▶ AVAILABLE DATA
++++++++++

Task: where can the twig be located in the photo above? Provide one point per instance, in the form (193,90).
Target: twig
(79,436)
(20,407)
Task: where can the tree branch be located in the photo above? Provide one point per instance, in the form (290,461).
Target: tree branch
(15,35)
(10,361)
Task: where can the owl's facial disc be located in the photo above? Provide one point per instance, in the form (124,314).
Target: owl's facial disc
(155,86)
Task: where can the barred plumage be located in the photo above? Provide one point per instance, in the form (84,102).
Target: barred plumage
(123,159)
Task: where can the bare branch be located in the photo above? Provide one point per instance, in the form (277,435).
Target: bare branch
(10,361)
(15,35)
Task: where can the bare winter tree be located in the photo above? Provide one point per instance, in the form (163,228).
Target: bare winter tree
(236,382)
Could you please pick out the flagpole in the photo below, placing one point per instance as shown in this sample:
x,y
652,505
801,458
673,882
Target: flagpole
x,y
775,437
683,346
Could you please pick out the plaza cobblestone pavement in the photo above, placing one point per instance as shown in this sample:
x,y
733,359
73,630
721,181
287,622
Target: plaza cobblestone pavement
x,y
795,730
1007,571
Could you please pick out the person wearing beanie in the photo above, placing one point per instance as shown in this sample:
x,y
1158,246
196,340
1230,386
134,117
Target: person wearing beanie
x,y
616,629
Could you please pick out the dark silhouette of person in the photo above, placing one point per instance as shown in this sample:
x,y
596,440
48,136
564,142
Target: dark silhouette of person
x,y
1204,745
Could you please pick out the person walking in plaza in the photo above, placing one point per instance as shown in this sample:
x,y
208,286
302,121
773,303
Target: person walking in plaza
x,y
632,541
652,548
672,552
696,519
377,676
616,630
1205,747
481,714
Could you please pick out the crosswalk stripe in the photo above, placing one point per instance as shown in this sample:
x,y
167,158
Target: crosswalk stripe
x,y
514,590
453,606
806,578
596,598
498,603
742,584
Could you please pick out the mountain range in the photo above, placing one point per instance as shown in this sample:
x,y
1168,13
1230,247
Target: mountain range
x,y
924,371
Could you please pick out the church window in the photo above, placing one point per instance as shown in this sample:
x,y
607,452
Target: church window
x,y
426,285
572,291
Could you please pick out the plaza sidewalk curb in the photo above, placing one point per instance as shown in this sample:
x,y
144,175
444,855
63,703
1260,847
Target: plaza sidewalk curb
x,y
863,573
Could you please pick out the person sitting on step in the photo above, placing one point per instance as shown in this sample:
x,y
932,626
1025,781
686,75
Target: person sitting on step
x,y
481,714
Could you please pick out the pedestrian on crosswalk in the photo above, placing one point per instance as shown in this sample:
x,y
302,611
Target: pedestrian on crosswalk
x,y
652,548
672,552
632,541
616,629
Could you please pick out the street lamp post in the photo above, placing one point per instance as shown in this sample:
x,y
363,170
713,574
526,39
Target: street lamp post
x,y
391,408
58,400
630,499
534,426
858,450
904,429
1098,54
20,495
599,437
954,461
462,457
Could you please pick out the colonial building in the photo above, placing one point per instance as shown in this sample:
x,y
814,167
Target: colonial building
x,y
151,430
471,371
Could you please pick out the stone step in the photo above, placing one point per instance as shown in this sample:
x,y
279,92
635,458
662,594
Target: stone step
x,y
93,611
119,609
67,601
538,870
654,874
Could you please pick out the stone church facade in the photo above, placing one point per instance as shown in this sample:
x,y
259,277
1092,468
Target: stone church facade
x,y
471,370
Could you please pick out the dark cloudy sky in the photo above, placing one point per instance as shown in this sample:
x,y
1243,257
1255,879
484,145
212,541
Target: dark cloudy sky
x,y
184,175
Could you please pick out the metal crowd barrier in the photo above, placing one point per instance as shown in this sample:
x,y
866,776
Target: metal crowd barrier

++++++++++

▶ DIRECTIVE
Render every line of the entries above as a Markdown table with two columns, Row and Entry line, numbering each row and leaving out any blank lines.

▶ TASK SOLUTION
| Row | Entry line |
|---|---|
| 1 | Task: where can the twig be located in the photo above? Provide one point per instance, in the form (193,90). |
| 2 | Target: twig |
| 3 | (79,436) |
| 4 | (20,407) |
| 5 | Task: where can the tree branch be located in the photo above? Provide one point per instance, in the form (290,461). |
| 6 | Target: tree branch |
| 7 | (15,35) |
| 8 | (10,361) |
| 9 | Task: where can the owl's facial disc be located in the photo above? Provide one point per instance, in the form (124,314). |
| 10 | Target: owl's facial disc |
| 11 | (155,86) |
| 12 | Task: where can the barred plumage be located in the photo above? Provide one point per instance, in the form (84,102). |
| 13 | Target: barred plumage |
| 14 | (123,159) |
| 15 | Task: where can the bare branch be located in the photo above? Provide one point per instance, in the form (277,435). |
| 16 | Target: bare branch |
| 17 | (10,361) |
| 18 | (15,35) |
| 19 | Task: where can the bare winter tree be located in the photo above? Provide one point per instance, in the form (163,228). |
| 20 | Target: bare winter tree |
| 21 | (236,382) |
| 22 | Could you please pick out the flagpole in the photo below, placing one point per instance as shown in this sample: |
| 23 | x,y |
| 24 | 652,505 |
| 25 | 801,458 |
| 26 | 673,882 |
| 27 | Target: flagpole |
| 28 | x,y |
| 29 | 775,437 |
| 30 | 683,346 |
| 31 | Could you please pick out the plaza cobblestone pavement in the photo above, placing one point per instance as shown in this sample: |
| 32 | x,y |
| 33 | 733,359 |
| 34 | 73,630 |
| 35 | 721,181 |
| 36 | 287,622 |
| 37 | Target: plaza cobblestone pavement |
| 38 | x,y |
| 39 | 795,730 |
| 40 | 1007,571 |
| 41 | Could you please pick out the person wearing beanie in the photo above, placing one point per instance as shown in this sample: |
| 42 | x,y |
| 43 | 1158,246 |
| 44 | 196,340 |
| 45 | 1230,386 |
| 46 | 134,117 |
| 47 | Target: person wearing beanie |
| 48 | x,y |
| 49 | 616,629 |
| 50 | Could you please pick out the dark silhouette of person in the photo above, placing one point per instance as shown in this sample: |
| 51 | x,y |
| 52 | 596,440 |
| 53 | 48,136 |
| 54 | 564,142 |
| 55 | Target: dark silhouette of person |
| 56 | x,y |
| 57 | 1204,745 |
| 58 | Could you please pick out the person walking in plaza in the photo above, placing one point per instance as shown in this sample: |
| 59 | x,y |
| 60 | 208,286 |
| 61 | 302,121 |
| 62 | 773,303 |
| 63 | Target: person walking in plaza |
| 64 | x,y |
| 65 | 632,541 |
| 66 | 652,548 |
| 67 | 672,552 |
| 68 | 696,519 |
| 69 | 377,676 |
| 70 | 616,630 |
| 71 | 1205,747 |
| 72 | 481,714 |
| 73 | Could you please pick out the crosswalk stripe in the photo above, placing one point per instance as shown in this sample: |
| 74 | x,y |
| 75 | 167,158 |
| 76 | Target: crosswalk stripe |
| 77 | x,y |
| 78 | 514,590 |
| 79 | 453,606 |
| 80 | 806,578 |
| 81 | 596,598 |
| 82 | 498,603 |
| 83 | 742,584 |
| 84 | Could you please pick out the mountain range in the photo above, placing one point per instance as shown in this sample: |
| 85 | x,y |
| 86 | 1168,13 |
| 87 | 1230,247 |
| 88 | Target: mountain range |
| 89 | x,y |
| 90 | 924,371 |
| 91 | Could you please pick out the church window in the photo above, placing one point per instance as shown in this sample: |
| 92 | x,y |
| 93 | 607,452 |
| 94 | Target: church window |
| 95 | x,y |
| 96 | 426,285 |
| 97 | 572,291 |
| 98 | Could you please pick out the plaza sidewalk curb in the photo above, placing one point per instance as shown in this sample: |
| 99 | x,y |
| 100 | 144,175 |
| 101 | 444,855 |
| 102 | 63,703 |
| 103 | 1260,847 |
| 104 | Target: plaza sidewalk curb |
| 105 | x,y |
| 106 | 863,573 |
| 107 | Could you please pick out the person sitting on step in the photo above, placing one point per instance as shown in this sample: |
| 108 | x,y |
| 109 | 932,626 |
| 110 | 1025,781 |
| 111 | 686,75 |
| 112 | Target: person sitting on step |
| 113 | x,y |
| 114 | 481,714 |
| 115 | Could you please pick out the pedestrian on crosswalk in the photo above, placing one point per instance as shown in this sample: |
| 116 | x,y |
| 117 | 302,611 |
| 118 | Target: pedestrian on crosswalk |
| 119 | x,y |
| 120 | 652,548 |
| 121 | 672,552 |
| 122 | 632,541 |
| 123 | 616,629 |
| 124 | Could you please pick out the street lamp post in the photo above, placing one point per instance as shown in this sample: |
| 125 | x,y |
| 126 | 363,170 |
| 127 | 713,574 |
| 128 | 526,39 |
| 129 | Target: street lamp post |
| 130 | x,y |
| 131 | 391,408 |
| 132 | 58,400 |
| 133 | 630,499 |
| 134 | 534,426 |
| 135 | 858,450 |
| 136 | 904,429 |
| 137 | 1098,54 |
| 138 | 20,495 |
| 139 | 599,437 |
| 140 | 954,461 |
| 141 | 462,457 |
| 142 | Could you please pick out the colonial building in the photo above, placing one point per instance as shown in this sample: |
| 143 | x,y |
| 144 | 814,167 |
| 145 | Target: colonial building |
| 146 | x,y |
| 147 | 151,430 |
| 148 | 471,371 |
| 149 | Could you please pick out the stone step in the photo above, placing one point per instance as shown in this sample: |
| 150 | x,y |
| 151 | 279,92 |
| 152 | 635,458 |
| 153 | 662,594 |
| 154 | Target: stone step |
| 155 | x,y |
| 156 | 93,611 |
| 157 | 119,609 |
| 158 | 67,601 |
| 159 | 538,870 |
| 160 | 654,874 |
| 161 | Could you please pick out the stone church facade in the photo above, placing one point per instance as shown in this sample: |
| 162 | x,y |
| 163 | 259,277 |
| 164 | 1092,468 |
| 165 | Target: stone church facade |
| 166 | x,y |
| 167 | 471,370 |
| 168 | Could you please pick out the dark cloudy sky in the photo above, placing one point per instance as shown in this sample: |
| 169 | x,y |
| 170 | 1243,257 |
| 171 | 1255,879 |
| 172 | 484,145 |
| 173 | 212,541 |
| 174 | Target: dark cloudy sky |
| 175 | x,y |
| 176 | 184,175 |
| 177 | Could you please pick out the metal crowd barrier in the photo above, placing one point per instance as shown in this sample: |
| 178 | x,y |
| 179 | 866,776 |
| 180 | Target: metal crowd barrier |